■ **Objetivo 1**
Troque "empatia" por "sensibilidade" e reescreva o trecho do texto sobre perspectivas que começa nas palavras "Perspectivas: ‘conviver com" e termina depois de "falar sobre perspectivas?".
■ **Objetivo 2**
Dê continuidade ao texto sobre o olhar das crianças, começando logo após a última frase apresentada.

■ **Texto**
★ ★ ★ ★ ★
Perspectivas: ‘conviver com crianças é olhar para si o tempo todo’

27/11/2022

O que eu vejo não é o que você vê. E certamente será muito diferente de como uma criança enxerga. E todos esses olhares são importantes na perspectiva de um mundo plural. Contudo, enxergar com o olhar do outro também é fundamental, uma vez que a empatia é uma habilidade necessária para a vida social. Mas será que, enquanto adultos, precisamos mesmo guiar o olhar infantil e estimulá-lo para enxergar diferentes pontos de vista? Elas conseguem fazer isso por si próprias, naturalmente? Ou será que nós é que precisamos desse olhar das crianças para enxergar o que deixamos de ver na sociedade? Como estimular a ver as coisas de outro jeito? Vamos falar sobre perspectivas?

Saber lidar com a opinião do outro é uma habilidade necessária para a vida social, mas será que precisamos ensiná-la para crianças, ou elas já sabem disso naturalmente? Como estimular a ver as coisas de outro jeito? Com uma lista de livros sobre diferentes perspectivas, conversamos com Cássia Bittens e também com as psicanalistas Natalia Timerman e Isabel Tatit, autoras de Os óculos do Lucas

Ilustração do livro infantil Os óculos do Lucas, de Bel Tatit e Natália Timerman, que fala sobre o olhar das crianças

Ilustração do livro Os óculos do Lucas, que faz um convite para enxergar o mundo de outra forma

“O bebê é um dos maiores filósofos do mundo, porque concilia as atividades de poeta e de teórico (...) um historiador em busca desesperada de uma história.” Quando procuramos a pesquisadora do Literatura de Berço e psicoterapeuta Cássia Bittens para nos ajudar a responder a essas perguntas (e apoiar com seu olhar de especialista em primeira infância e desenvolvimento dos bebês), ela então citou essa frase, do psicanalista francês Bernard Golse. Ela dá conta de muito daquilo que buscamos refletir aqui: de que forma as crianças nos ajudam a redescobrir outras narrativas sobre o mundo e sobre nós mesmos?

Pesquisadora e psicoterapeuta Cássia Bittens, do Literatura de Berço

“É em cada relação, estabelecida através dos sentidos, que o bebê e a criança pequena apreendem a vida como uma experiência humana, incluindo os sentimentos, as emoções, a língua, a cultura e, principalmente, a capacidade de pensar de forma autônoma”, explica Cássia.  

Quando Golse afirma que o bebê concilia as atividades de poeta e teórico, ele quer dizer que, ao observar o humano, o bebê suscita hipóteses e vai a campo colher resultados, sem separar-se dos seus sentimentos e emoções. (Cássia Bittens, psicoterapeuta) 

Pequenino na cidade é um livro ilustrado que convida o leitor a enxergar como as coisas funionam (ou não funcionam) no espaço urbano, mas do ponto de vista infantil

 

A literatura recriando pontos de vista

Diversos livros lançados pelo grupo Companhia das Letras em 2022, como Clube do Pepezinho – Perspectivas, de Dav Pilkey, Óculos de cor, de Lilia Schwarcz, Os óculos do Lucas, de Natalia Timerman e Bel Tatit, Pequenino na cidade, de Sydney Smith, e Amanhã, de Lúcia Hiratsuka, nos convidam a olhar as coisas sobre outros pontos de vista, seja na forma como encaramos um mesmo acontecimento ou como nos relacionamos.
★ ★ ★ ★ ★
■ **Trecho da fonte**
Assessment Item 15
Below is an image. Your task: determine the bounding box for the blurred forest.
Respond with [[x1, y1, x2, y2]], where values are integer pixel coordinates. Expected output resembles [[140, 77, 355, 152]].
★ ★ ★ ★ ★
■ **Resposta escrita 1**
Perspectivas: ‘conviver com crianças é olhar para si o tempo todo’

27/11/2022

O que eu vejo não é o que você vê. E certamente será muito diferente de como uma criança enxerga. E todos esses olhares são importantes na perspectiva de um mundo plural. Contudo, enxergar com o olhar do outro também é fundamental, uma vez que a sensibilidade é uma habilidade necessária para a vida social. Mas será que, enquanto adultos, precisamos mesmo guiar o olhar infantil e estimulá-lo para enxergar diferentes pontos de vista? Elas conseguem fazer isso por si próprias, naturalmente? Ou será que nós é que precisamos desse olhar das crianças para enxergar o que deixamos de ver na sociedade? Como estimular a ver as coisas de outro jeito? Vamos falar sobre perspectivas?

■ **Resposta escrita 2**
Quando observamos as famílias lendo livros literários com seus bebês, os adultos fruem tanto quanto – ou mais – que as crianças pequeninas. É cena uma que traz esperança de uma sociedade melhor, pois gera um círculo virtuoso. (Cássia Bittens, psicoterapeuta)

No livro Amanhã, de Lúcia Hiratsuka, três gerações unidas pela vontade de trilhar caminhos para outras descobertas e uma mesma pergunta.

A primeira infância do olhar

Na primeira infância, qual a principal característica do olhar do bebê sobre o que ele observa ao redor? E como os aprendizados desse período impactam os anos seguintes? Para Bittens, um bom exemplo é a necessidade de se alimentar, pois rapidamente bebês equalizam o “choro de fome”. "Após experimentar um desconforto e perceber que ele desaparece após se alimentar, também percebe que quando emite um determinado tipo de som é atendido. Os desdobramentos na relação com a pessoa adulta no momento da alimentação trarão outras percepções que se juntarão a esta dinâmica", comenta a pesquisadora. Segundo ela, esse mesmo modelo de ação-reação, ilustrado pela alimentação, se repete na troca de fraldas, na saída de casa e também na leitura. 

Quando lemos com bebês ou contamos histórias, estamos nomeando cenas, situações e sentimentos do cotidiano. Essa experiência permite que o bebê entre em contato com a língua do relato, que é uma das primeiras experiências simbólicas que envolve o afeto pela palavra poética. (Cássia Bittens, psicoterapeuta)

Bittens chama atenção para a necessidade de o adulto permitir o desenvolvimento do bebê em seu tempo particular. “Precisamos nos relacionar com um bebê com um sujeito diferente de nós mesmos, com suas vontades, gostos e experiências e precisamos estar atentos para não impor o nosso ponto de vista como único frente a uma determinada experiência”, pontua.

 

Como as crianças nos desafiam a ver – e fazer – diferente?

Os adultos de referência da criança são seus principais mediadores de realidade, daí a importância daquilo que escolhemos apresentar a elas. Então, como ensinar os pequenos a olhar sob outras perspectivas, e por que isso é importante? 

Para a psicanalista Natalia Timerman, co-autora de Os óculos do Lucas, com a psicóloga e artista Bel Tatit, a chave está em oferecer a oferta mais variada possível de experiências. “Sem um esforço para oferecer mais diversidade, estaremos restringindo o olhar das crianças a uma lógica de poder bem estabelecida, mas muitas vezes invisível. Por isso é imprescindível apresentar a elas autorias diversas e desestabilizar o que é considerado ‘normal’”, defende a escritora.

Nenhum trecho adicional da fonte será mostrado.